**What to work on**
Copy every line of the listing below that contains the word "baseball".

**Material provided**
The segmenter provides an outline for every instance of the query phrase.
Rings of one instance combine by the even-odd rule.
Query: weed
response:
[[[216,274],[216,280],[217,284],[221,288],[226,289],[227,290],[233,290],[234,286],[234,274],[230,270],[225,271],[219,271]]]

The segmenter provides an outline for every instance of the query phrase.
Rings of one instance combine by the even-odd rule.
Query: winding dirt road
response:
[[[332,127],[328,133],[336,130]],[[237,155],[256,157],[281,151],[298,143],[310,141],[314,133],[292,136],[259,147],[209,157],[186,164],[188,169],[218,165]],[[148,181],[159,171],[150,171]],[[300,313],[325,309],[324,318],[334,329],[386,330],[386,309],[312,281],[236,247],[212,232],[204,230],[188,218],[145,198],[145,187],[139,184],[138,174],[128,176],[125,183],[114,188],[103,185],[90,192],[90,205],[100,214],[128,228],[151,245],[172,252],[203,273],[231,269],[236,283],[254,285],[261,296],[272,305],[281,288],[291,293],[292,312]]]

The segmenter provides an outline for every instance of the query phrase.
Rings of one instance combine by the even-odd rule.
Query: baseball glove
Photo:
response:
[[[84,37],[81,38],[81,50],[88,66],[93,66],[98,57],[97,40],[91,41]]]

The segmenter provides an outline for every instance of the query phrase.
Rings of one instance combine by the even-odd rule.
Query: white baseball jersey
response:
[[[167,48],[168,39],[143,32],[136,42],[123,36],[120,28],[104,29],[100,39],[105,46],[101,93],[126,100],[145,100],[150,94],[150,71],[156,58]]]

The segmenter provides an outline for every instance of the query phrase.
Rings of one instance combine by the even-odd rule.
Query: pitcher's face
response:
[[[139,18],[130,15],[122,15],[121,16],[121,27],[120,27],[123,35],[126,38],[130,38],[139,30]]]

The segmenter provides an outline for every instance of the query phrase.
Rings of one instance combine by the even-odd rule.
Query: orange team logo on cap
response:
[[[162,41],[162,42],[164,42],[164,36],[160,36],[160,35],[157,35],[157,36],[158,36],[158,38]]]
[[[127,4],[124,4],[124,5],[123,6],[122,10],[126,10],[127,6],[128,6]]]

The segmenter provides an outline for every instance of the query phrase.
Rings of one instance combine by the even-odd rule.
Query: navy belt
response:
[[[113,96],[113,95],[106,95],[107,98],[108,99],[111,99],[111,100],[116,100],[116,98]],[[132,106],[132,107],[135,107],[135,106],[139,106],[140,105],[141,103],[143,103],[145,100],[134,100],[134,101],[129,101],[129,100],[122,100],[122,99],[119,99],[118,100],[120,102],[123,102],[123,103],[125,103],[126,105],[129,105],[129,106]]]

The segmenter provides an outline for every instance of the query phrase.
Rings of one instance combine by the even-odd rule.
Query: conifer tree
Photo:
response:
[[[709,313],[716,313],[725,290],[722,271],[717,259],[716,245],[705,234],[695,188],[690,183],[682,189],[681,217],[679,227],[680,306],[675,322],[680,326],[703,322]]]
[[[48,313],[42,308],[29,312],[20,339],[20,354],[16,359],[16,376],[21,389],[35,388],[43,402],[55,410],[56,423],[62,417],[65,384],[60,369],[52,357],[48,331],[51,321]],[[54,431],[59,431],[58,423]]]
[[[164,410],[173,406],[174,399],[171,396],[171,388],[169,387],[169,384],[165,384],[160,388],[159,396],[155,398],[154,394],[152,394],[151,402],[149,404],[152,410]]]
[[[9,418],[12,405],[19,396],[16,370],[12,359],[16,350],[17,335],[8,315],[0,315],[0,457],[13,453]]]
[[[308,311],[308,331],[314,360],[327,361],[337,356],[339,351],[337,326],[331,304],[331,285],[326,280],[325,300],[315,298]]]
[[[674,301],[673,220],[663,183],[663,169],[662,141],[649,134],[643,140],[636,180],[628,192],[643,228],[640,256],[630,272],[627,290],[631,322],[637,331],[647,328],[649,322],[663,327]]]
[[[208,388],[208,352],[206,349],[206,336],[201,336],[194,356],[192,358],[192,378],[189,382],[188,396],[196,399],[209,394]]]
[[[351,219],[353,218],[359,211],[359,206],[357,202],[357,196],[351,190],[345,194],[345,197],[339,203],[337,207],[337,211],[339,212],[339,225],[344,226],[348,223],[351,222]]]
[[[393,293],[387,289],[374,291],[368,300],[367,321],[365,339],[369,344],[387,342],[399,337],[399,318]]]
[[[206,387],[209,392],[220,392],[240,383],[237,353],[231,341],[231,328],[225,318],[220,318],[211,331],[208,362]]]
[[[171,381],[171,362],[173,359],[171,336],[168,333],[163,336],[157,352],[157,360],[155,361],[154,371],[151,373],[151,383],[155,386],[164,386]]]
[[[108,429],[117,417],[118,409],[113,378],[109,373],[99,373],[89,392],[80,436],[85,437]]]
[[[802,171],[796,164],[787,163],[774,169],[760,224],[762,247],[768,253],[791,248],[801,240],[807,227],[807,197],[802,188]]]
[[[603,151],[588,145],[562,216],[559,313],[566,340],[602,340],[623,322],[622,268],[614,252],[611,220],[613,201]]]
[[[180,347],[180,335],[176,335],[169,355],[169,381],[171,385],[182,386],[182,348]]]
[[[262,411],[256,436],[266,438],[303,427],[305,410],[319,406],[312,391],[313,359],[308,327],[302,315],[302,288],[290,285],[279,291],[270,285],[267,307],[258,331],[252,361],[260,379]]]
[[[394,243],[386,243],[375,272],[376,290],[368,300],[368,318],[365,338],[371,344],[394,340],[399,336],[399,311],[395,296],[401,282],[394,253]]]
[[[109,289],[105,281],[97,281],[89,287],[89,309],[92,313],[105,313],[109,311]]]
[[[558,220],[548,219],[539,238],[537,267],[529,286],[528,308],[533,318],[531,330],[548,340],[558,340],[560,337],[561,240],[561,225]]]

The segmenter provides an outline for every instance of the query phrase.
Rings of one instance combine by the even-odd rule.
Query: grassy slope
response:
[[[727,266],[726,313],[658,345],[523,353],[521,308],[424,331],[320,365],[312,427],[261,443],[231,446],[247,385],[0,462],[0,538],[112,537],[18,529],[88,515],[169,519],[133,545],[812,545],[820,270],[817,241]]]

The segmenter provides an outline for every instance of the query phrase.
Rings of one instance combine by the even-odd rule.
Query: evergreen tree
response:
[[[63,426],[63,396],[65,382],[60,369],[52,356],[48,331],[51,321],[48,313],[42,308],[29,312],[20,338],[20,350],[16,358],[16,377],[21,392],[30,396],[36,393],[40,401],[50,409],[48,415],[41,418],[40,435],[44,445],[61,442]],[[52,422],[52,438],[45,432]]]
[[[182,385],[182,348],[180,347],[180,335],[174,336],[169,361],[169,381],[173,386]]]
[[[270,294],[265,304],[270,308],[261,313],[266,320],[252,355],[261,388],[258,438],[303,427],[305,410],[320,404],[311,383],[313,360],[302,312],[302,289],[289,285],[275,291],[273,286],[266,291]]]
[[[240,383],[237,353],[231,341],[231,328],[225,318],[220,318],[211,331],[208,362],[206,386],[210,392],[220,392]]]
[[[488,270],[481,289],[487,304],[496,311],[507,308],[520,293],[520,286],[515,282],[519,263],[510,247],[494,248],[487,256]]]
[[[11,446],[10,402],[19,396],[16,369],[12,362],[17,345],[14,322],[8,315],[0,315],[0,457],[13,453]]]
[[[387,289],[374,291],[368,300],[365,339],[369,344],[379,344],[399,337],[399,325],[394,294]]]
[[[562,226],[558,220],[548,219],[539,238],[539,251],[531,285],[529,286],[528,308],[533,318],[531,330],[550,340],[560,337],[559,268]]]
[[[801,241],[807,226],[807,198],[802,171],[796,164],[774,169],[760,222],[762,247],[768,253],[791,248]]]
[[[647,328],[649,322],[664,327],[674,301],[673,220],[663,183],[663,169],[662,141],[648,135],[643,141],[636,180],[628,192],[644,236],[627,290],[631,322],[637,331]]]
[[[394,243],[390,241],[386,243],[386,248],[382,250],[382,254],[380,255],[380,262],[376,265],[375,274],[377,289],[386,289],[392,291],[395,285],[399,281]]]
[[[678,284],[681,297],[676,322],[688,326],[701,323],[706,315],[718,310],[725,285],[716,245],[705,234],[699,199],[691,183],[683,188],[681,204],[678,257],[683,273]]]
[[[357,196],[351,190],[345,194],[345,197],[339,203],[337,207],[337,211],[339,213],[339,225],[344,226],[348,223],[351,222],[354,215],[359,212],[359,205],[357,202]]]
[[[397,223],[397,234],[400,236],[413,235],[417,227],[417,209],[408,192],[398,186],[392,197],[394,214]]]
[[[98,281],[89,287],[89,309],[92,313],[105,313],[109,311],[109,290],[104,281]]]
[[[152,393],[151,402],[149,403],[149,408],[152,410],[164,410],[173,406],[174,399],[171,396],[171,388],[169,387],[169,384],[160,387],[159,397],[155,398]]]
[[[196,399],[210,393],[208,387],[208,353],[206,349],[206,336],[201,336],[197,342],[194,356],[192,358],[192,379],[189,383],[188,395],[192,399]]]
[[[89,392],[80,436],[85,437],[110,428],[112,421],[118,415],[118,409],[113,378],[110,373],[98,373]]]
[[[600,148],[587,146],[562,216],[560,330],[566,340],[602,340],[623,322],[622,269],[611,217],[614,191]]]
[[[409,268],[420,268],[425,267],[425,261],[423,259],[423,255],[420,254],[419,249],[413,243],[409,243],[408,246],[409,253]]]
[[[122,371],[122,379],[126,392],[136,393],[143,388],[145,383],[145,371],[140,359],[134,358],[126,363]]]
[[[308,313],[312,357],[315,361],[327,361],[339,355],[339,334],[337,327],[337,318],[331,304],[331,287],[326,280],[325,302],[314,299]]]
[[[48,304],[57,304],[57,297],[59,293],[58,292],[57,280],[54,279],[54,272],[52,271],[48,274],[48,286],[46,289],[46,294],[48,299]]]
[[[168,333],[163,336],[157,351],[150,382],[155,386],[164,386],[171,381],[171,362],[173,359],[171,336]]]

**Written solution**
Query: baseball glove
Query: white baseball jersey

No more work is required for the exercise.